# Provided entries
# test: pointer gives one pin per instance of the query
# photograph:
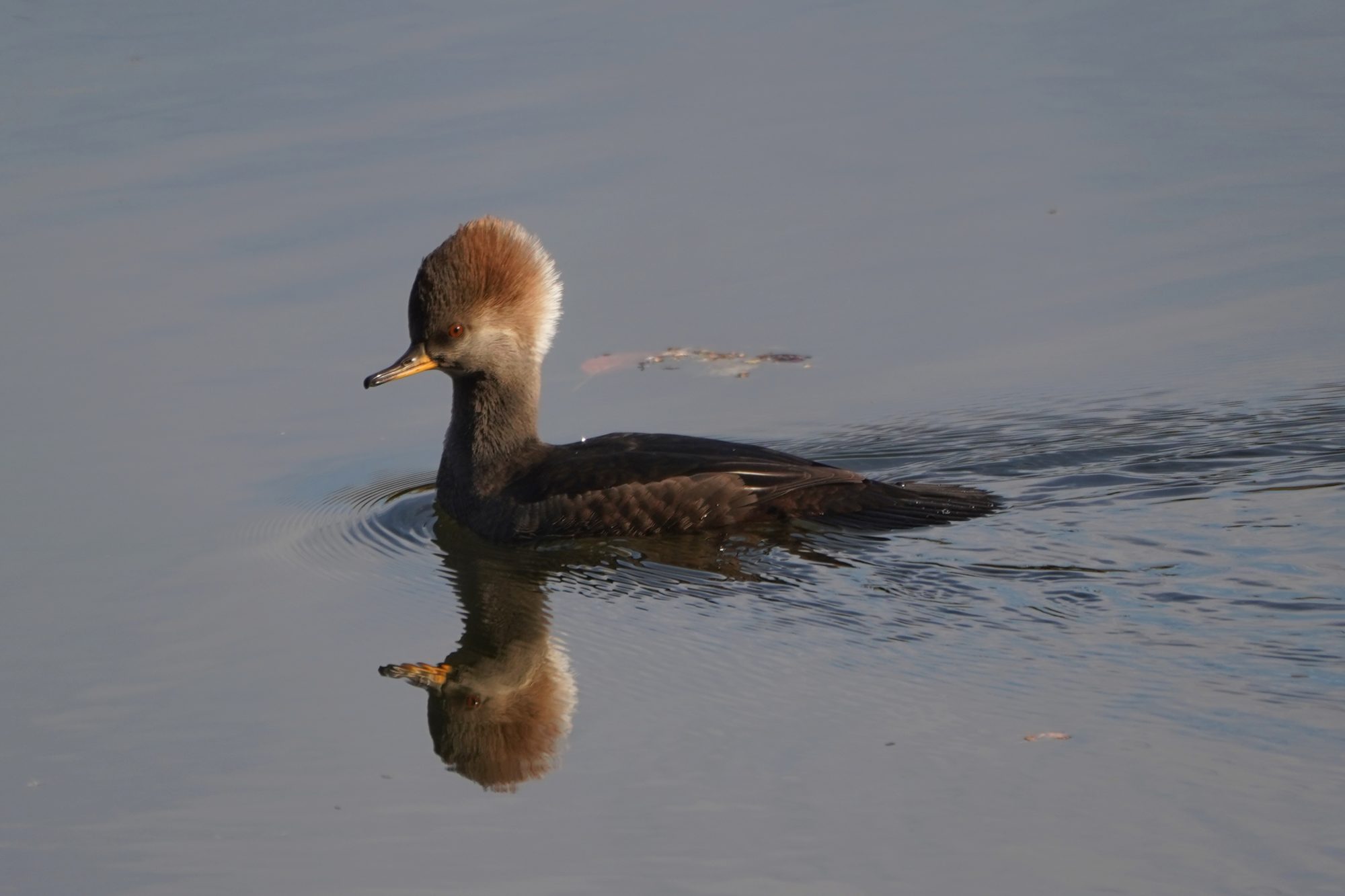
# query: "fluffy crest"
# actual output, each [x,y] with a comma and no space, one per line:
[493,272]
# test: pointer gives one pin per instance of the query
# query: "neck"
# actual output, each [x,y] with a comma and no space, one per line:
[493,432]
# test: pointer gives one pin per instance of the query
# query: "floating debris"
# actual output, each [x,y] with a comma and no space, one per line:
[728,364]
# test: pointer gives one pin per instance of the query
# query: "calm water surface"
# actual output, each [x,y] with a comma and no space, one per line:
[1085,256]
* * *
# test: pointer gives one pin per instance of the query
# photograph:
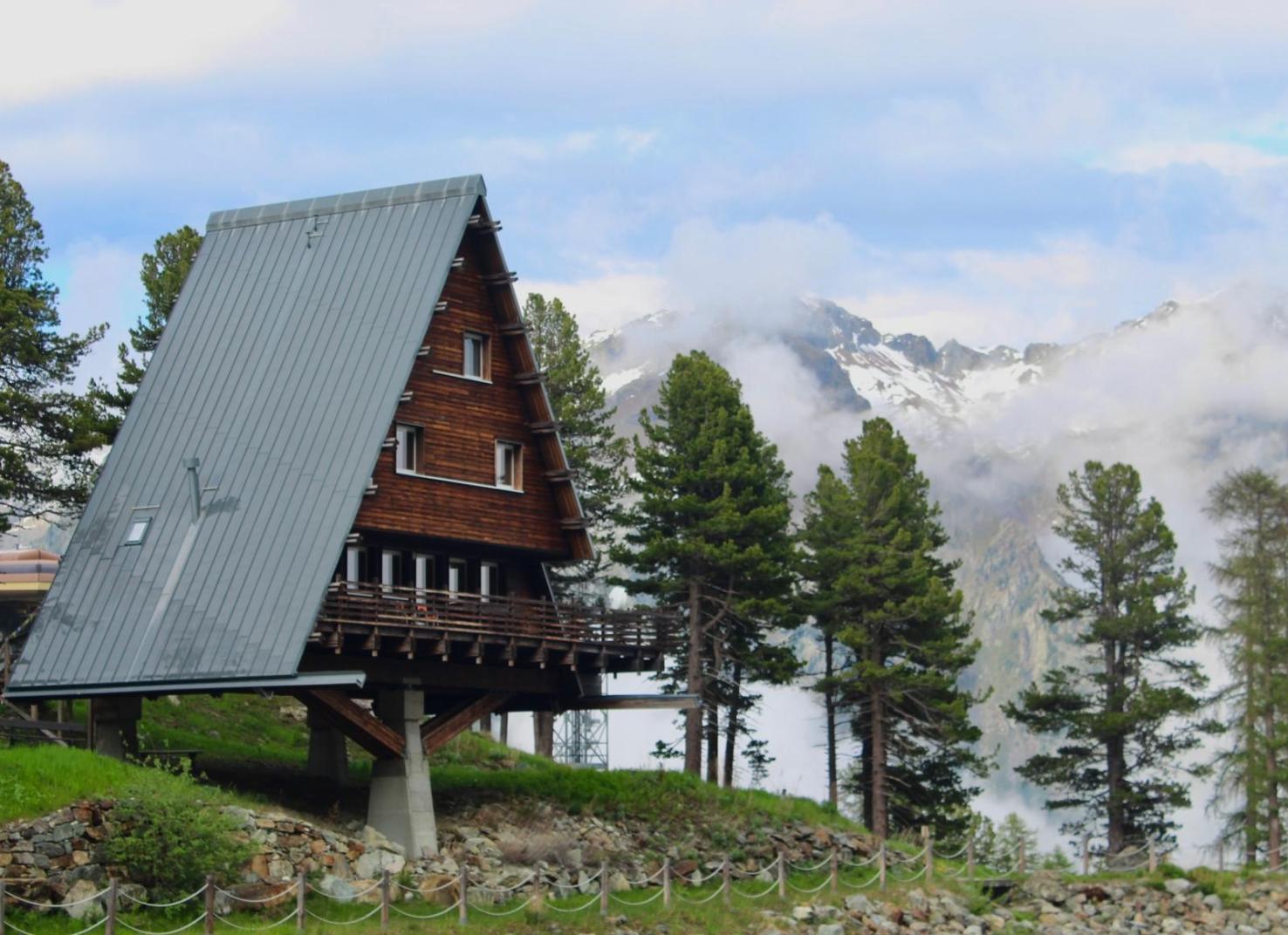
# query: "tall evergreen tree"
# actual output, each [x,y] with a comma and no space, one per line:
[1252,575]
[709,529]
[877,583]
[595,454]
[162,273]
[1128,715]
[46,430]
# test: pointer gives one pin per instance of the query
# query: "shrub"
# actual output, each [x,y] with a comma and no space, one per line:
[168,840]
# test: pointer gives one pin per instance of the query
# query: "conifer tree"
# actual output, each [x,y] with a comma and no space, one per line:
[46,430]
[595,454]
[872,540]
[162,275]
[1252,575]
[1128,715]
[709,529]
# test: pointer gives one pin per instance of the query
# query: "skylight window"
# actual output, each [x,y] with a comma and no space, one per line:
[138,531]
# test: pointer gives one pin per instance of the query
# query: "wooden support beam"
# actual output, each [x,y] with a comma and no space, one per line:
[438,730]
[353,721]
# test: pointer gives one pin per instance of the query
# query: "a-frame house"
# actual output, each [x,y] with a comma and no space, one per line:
...
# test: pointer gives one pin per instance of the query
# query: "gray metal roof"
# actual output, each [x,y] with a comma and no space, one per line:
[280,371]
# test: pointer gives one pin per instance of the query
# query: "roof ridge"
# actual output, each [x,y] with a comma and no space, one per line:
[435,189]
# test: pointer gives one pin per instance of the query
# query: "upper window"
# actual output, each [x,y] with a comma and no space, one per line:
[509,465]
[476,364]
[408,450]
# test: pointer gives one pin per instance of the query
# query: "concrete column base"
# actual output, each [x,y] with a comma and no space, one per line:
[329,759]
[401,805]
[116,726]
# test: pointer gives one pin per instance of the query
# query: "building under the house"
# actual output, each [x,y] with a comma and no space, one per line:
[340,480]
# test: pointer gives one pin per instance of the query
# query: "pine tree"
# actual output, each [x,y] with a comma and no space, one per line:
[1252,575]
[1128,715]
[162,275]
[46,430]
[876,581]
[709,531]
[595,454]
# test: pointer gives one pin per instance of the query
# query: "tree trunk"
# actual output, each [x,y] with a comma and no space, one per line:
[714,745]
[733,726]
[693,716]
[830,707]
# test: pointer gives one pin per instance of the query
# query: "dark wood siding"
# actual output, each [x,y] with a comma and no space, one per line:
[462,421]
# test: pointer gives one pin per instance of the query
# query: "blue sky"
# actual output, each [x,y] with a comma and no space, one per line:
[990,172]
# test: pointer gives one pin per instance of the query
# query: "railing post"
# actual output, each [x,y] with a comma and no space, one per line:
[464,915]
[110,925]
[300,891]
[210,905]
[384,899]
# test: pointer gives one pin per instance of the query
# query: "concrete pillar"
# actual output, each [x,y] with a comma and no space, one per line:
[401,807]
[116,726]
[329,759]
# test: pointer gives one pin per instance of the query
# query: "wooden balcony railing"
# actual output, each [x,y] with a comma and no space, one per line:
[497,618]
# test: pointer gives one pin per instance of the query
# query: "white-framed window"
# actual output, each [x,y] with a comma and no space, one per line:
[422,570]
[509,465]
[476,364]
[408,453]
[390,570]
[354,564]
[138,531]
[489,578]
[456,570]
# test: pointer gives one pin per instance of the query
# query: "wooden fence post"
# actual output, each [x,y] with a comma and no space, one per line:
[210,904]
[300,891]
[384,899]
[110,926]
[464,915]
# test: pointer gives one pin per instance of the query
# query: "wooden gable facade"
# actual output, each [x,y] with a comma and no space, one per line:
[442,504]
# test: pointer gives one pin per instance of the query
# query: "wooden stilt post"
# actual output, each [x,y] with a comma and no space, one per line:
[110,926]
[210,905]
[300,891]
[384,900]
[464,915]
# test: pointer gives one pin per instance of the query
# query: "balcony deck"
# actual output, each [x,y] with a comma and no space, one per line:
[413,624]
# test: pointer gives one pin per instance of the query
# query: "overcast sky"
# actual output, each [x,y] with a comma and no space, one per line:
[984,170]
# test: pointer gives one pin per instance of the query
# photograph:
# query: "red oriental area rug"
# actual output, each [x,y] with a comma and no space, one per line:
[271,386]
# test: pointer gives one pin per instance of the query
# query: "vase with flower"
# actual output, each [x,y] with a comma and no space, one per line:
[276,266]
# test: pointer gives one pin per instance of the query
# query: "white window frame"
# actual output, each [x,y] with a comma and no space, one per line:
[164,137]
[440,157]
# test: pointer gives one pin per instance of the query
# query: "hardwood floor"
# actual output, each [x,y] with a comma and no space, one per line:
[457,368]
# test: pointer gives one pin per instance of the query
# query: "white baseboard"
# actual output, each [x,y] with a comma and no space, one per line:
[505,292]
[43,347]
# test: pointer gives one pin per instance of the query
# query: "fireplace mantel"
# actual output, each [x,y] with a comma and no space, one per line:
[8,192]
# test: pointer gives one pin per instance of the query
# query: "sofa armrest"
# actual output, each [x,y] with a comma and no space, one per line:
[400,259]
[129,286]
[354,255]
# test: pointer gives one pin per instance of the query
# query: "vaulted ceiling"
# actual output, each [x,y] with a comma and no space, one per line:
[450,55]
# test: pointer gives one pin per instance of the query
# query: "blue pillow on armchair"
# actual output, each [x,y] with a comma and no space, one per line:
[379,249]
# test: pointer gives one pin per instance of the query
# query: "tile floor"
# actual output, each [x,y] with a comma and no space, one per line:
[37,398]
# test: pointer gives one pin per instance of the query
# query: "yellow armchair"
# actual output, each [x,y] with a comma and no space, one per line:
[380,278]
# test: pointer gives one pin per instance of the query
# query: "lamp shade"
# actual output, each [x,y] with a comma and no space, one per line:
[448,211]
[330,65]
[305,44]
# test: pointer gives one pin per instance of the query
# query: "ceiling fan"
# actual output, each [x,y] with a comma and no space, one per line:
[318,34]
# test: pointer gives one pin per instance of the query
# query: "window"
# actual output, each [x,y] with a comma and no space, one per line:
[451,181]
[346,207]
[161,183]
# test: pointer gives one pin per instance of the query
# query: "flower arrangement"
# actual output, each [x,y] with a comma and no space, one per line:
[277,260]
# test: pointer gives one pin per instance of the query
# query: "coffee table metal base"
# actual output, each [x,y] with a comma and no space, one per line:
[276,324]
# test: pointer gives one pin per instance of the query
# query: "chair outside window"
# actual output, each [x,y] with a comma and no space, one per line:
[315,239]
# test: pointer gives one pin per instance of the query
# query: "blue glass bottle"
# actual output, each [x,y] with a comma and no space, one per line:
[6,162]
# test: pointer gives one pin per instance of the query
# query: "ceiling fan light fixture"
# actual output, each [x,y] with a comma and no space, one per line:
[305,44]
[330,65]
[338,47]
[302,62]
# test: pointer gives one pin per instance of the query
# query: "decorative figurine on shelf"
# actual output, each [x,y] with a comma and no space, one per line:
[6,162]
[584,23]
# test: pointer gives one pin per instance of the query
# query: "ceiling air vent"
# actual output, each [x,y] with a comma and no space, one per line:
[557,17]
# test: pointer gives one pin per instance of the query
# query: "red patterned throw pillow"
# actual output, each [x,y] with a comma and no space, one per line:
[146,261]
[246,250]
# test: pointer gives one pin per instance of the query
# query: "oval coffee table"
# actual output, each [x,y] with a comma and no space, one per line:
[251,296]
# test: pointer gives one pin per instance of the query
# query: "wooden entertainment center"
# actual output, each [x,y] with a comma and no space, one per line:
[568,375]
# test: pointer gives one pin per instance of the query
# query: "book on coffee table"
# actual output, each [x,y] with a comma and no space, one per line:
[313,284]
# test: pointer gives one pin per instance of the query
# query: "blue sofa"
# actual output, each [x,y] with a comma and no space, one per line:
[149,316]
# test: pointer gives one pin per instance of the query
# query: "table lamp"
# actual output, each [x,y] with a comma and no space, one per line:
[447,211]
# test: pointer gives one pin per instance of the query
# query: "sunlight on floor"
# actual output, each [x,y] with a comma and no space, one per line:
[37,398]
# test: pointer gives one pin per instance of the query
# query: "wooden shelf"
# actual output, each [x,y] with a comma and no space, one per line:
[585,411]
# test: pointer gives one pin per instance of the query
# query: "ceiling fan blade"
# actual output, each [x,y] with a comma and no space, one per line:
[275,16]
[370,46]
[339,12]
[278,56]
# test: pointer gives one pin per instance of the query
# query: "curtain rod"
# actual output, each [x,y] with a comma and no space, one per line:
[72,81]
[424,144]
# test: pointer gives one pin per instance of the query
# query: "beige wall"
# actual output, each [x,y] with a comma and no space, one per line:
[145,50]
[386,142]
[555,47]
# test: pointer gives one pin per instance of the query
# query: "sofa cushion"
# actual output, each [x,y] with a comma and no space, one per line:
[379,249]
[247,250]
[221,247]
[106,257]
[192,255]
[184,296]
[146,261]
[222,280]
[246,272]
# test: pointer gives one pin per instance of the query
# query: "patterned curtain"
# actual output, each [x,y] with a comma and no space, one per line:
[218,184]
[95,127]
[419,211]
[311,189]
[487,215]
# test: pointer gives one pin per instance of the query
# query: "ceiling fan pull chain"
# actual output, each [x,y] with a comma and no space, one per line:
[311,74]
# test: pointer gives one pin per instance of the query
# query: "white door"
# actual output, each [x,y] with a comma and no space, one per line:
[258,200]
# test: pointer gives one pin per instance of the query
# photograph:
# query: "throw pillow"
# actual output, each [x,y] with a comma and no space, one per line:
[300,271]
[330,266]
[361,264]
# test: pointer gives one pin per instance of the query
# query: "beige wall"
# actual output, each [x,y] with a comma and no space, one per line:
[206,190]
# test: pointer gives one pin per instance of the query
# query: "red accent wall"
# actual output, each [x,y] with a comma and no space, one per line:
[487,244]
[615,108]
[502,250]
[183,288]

# What this task involves
Please gather every line in the records that contains the string "post" and copy each one in full. Case counts.

# Complete answer
# query: "railing post"
# query: "wooden fence post"
# query: "wooden stilt post"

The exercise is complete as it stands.